__Short exercise__: Rewrite the records from the line containing "car in this photo, one line per instance." through the final line of the records, both included, keeping the requests unchanged and scaling every point coordinate in the answers by 2.4, rounded to whole numbers with halves going up. Output only those lines.

__Data lines__:
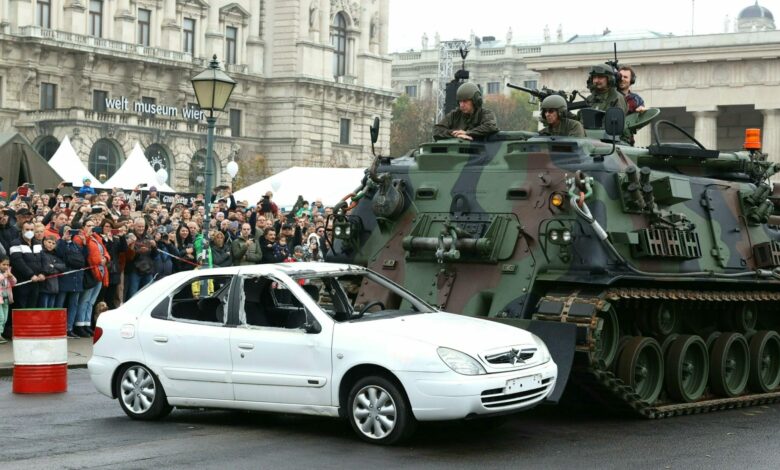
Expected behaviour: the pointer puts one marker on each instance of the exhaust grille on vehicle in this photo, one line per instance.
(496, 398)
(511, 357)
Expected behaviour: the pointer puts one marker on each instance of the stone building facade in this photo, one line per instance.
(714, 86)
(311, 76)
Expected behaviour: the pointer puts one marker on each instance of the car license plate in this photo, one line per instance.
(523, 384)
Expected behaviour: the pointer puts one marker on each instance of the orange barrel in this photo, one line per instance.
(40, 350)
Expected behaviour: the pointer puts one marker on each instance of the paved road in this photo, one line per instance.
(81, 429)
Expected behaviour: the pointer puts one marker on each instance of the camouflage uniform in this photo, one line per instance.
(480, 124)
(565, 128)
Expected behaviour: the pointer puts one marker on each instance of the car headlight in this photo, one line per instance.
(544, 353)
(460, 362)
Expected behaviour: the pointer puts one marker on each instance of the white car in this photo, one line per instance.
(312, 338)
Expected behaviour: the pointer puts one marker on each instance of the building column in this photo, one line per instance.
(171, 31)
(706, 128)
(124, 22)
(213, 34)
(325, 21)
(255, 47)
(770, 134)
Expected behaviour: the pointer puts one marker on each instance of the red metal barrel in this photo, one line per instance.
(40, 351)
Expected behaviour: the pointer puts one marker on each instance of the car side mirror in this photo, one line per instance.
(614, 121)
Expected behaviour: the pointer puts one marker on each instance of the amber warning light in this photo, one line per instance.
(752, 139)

__Answer to this exercise__:
Expected behaviour: the pointer puts one marker on each instance of the white car in this photo, one line per instance.
(749, 811)
Expected behaviour: the pointer puts one marker on each instance of the building column in this photo, one line per instance.
(410, 74)
(1694, 307)
(298, 53)
(511, 82)
(780, 50)
(612, 113)
(1848, 322)
Expected behaviour: the pointer puts one marker on each instance of the red metal barrel in this photo, one line per instance.
(96, 842)
Expected behaviour: the pointer puts one marker on each instance of the car side mirror in this photo, one line per instance.
(1474, 290)
Expected behaviour: the pointer puts one marker on each instance of the amber warning light in this photo, one line per instance.
(1805, 334)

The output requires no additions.